WHAT IS BEING ASKED: Collect every line in the entries below that contains the word "wooden", and copy each of those lines in full.

DATA:
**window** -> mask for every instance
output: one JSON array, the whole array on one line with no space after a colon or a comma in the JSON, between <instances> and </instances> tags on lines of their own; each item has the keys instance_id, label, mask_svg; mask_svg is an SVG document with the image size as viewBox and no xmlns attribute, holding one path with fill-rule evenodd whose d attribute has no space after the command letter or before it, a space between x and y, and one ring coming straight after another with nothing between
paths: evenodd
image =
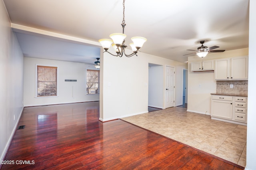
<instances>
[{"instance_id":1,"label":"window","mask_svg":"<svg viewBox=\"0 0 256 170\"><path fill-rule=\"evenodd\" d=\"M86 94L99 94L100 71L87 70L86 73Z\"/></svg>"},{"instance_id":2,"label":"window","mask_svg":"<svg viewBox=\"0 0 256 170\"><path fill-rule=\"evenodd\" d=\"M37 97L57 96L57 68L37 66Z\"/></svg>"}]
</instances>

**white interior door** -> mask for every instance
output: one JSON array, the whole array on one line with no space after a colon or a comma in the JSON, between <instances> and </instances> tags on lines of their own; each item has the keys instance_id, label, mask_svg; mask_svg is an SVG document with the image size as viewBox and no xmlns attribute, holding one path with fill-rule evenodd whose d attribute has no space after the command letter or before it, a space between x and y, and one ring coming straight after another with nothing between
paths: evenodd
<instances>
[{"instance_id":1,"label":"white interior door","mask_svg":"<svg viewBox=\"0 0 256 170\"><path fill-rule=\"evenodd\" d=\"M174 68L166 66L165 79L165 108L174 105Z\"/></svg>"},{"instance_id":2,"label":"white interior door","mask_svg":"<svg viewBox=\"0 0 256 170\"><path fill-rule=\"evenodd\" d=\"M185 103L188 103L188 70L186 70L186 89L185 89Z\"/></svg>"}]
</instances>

--

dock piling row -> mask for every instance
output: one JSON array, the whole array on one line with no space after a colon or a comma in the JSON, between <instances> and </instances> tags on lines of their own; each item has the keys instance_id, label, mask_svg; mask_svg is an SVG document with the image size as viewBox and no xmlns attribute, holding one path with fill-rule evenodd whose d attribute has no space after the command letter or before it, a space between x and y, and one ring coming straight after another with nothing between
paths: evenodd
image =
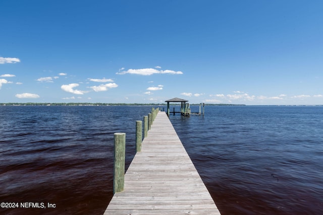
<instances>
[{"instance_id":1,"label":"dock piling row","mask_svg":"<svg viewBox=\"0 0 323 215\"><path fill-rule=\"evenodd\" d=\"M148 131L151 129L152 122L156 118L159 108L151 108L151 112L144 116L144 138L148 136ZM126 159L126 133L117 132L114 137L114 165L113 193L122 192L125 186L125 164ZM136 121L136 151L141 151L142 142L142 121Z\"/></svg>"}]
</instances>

* * *

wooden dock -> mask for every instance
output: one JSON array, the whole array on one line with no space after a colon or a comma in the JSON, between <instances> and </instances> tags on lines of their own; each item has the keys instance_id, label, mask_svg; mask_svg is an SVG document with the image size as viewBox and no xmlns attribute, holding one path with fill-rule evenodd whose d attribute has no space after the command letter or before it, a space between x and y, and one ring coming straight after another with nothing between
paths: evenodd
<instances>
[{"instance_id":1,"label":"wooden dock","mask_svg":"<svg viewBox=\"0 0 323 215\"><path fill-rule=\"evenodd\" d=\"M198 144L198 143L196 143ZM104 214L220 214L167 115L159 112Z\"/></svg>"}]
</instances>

ANSWER TO THE EXERCISE:
wooden dock -> mask for every instance
[{"instance_id":1,"label":"wooden dock","mask_svg":"<svg viewBox=\"0 0 323 215\"><path fill-rule=\"evenodd\" d=\"M198 144L198 143L196 143ZM104 214L220 214L167 115L159 112Z\"/></svg>"}]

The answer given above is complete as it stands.